• 任务清单:
A - 据原文摘录,社区居民遇到困难、需要帮助时首先会找哪些人或对象?请全部列出。
B - 请原样输出原文摘录中从“但是从总体上来说,社区中的各”起、到“整个社区社会资本水平的提高。”止(包括这两处)的文字。

• 原文摘录:
______

但是从总体上来说,社区中的各种公民参与网络总量不足,人均拥有量较少,并且网络内的资源不丰富。在许多社区,社区仅仅是社区居民的一个居住地,而非社会关系网络的中心。许多调查显示,当社区居民遇到困难,需要获得帮助时,首先找的是亲戚、朋友、同学,或者同事、单位,能够主动寻求社区组织或者邻居帮助的比较少。这就是说,社区居民关系网络的主体在社区外,而不在社区内部。反过来,由于互惠程度的低下也影响了居民之间的社区参与和相互合作。这表现在对社区的一些公共物品的生产、利用和维护上边,出现了集体行动的困境,而不能采取一种相互协作的态度去解决这些问题以此来促进整个社区社会资本水平的提高。
总而言之,关于中国城市社区的社会资本的现状问题,有学者其实已经做了深刻的总结:“事实上城市居民的社会资本已经在破坏和丧失之中。概括地说,社会资本包括(能够提高社会效率)的信任、规范和网络三个方面。在迅速的社会变迁的过程中,无论是信任、规范还是网络都发生了重大的变化,原有的社会网络被打破或不再有效了,新的社会网络不能发挥效用或不再有效或尚未形成。总之,社会生活中物质财富的积累在增长,但城市居民彼此愈来愈冷漠,愈来愈孤立”。[9]这种社会资本偏低的情况无疑妨碍了社区的建设和发育,妨碍了城市基层社会的有效整合,妨碍了整个城市的社会调控体系的建设:“社区是社会关系和共同价值、规范、兴趣产生的场域。社会资本总量的多寡与分布状况,决定了社区活力和凝聚力的强弱以及社区治理的绩效和效率。社会资本存量丰富且分布均衡,居民的社区归属感就强,社区治理的效果就好,社区发展的目标就能顺利实现,反之,社区就会因居民不愿参与社区事务而缺乏认同感,社区和谐的目标就很难达成”。[11]
2004年,中央文件首次提出了区域化大党建的概念,要求各级党组织结合实际进行探索实践。党的十七届四中全会后,中央组织部对区域化党建的内涵进行了丰富深化,明确提出区域化党建是“以街道党组织为核心、社区党组织为基础,驻区单位党组织和全体党员共同参与,优势互补、资源共享、共驻共建的党建工作新机制”。

______

• 所示信息:
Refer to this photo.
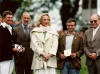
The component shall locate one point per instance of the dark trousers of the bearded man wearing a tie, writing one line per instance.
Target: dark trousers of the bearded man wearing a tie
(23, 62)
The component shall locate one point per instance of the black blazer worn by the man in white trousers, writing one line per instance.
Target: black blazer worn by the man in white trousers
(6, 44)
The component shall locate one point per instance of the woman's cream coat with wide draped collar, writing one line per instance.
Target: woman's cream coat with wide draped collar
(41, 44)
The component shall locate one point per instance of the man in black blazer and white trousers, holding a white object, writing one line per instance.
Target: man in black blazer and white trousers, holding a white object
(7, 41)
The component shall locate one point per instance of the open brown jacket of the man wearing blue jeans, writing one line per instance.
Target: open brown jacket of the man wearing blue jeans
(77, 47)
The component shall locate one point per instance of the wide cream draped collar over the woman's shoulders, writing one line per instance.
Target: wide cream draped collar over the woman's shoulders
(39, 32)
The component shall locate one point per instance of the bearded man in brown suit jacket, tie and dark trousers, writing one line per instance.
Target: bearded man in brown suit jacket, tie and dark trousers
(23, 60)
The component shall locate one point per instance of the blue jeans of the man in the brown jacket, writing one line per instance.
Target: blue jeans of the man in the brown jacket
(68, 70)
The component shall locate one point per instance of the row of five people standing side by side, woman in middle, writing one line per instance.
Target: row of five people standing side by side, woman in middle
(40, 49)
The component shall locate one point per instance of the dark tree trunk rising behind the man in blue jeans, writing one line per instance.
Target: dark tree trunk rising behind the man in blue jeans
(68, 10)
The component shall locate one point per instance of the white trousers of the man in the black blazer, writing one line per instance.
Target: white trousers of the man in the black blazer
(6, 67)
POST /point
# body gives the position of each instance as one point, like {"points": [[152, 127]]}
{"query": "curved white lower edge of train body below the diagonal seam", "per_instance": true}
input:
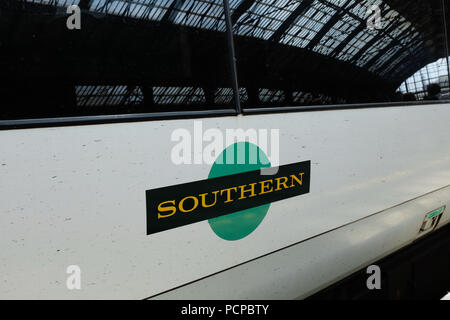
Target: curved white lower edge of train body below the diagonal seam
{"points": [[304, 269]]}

______

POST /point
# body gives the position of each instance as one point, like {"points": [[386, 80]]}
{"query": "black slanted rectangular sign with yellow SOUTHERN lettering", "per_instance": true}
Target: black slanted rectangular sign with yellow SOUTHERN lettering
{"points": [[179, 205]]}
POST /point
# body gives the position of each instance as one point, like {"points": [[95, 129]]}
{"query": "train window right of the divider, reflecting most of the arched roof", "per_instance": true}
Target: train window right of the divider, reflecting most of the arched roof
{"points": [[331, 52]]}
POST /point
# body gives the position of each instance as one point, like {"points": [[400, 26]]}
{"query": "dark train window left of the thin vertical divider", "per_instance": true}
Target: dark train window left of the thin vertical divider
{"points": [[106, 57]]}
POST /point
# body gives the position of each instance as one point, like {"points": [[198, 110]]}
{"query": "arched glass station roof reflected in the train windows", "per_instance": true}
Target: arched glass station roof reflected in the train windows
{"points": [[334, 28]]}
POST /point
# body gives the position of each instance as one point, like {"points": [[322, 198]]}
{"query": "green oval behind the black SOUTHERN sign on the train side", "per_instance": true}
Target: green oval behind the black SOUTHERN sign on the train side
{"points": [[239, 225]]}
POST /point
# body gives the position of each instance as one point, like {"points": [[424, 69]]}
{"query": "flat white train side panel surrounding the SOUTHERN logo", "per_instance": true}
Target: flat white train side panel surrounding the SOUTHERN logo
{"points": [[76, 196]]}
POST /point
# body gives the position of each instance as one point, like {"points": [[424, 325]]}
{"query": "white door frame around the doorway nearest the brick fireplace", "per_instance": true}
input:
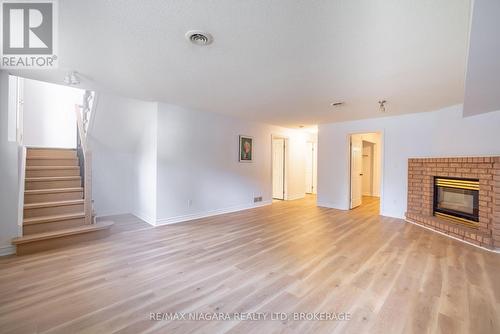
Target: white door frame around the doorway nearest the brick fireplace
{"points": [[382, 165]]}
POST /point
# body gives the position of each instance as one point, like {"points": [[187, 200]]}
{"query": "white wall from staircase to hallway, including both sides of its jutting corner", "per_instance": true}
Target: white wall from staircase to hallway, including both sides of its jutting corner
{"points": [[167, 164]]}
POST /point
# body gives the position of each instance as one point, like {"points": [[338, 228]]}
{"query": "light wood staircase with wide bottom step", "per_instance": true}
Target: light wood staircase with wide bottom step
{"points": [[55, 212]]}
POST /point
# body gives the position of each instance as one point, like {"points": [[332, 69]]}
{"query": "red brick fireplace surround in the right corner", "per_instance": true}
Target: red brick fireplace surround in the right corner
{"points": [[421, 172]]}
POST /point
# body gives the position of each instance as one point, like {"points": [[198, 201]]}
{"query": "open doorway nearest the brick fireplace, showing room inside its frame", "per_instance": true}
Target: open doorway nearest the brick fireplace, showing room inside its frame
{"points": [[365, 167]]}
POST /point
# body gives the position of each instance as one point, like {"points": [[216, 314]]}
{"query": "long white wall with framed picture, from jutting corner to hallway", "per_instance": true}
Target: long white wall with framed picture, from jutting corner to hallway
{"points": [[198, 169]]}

______

• 答案汇总:
A - 亲戚、朋友、同学、同事、单位

B -
但是从总体上来说,社区中的各种公民参与网络总量不足,人均拥有量较少,并且网络内的资源不丰富。在许多社区,社区仅仅是社区居民的一个居住地,而非社会关系网络的中心。许多调查显示,当社区居民遇到困难,需要获得帮助时,首先找的是亲戚、朋友、同学,或者同事、单位,能够主动寻求社区组织或者邻居帮助的比较少。这就是说,社区居民关系网络的主体在社区外,而不在社区内部。反过来,由于互惠程度的低下也影响了居民之间的社区参与和相互合作。这表现在对社区的一些公共物品的生产、利用和维护上边,出现了集体行动的困境,而不能采取一种相互协作的态度去解决这些问题以此来促进整个社区社会资本水平的提高。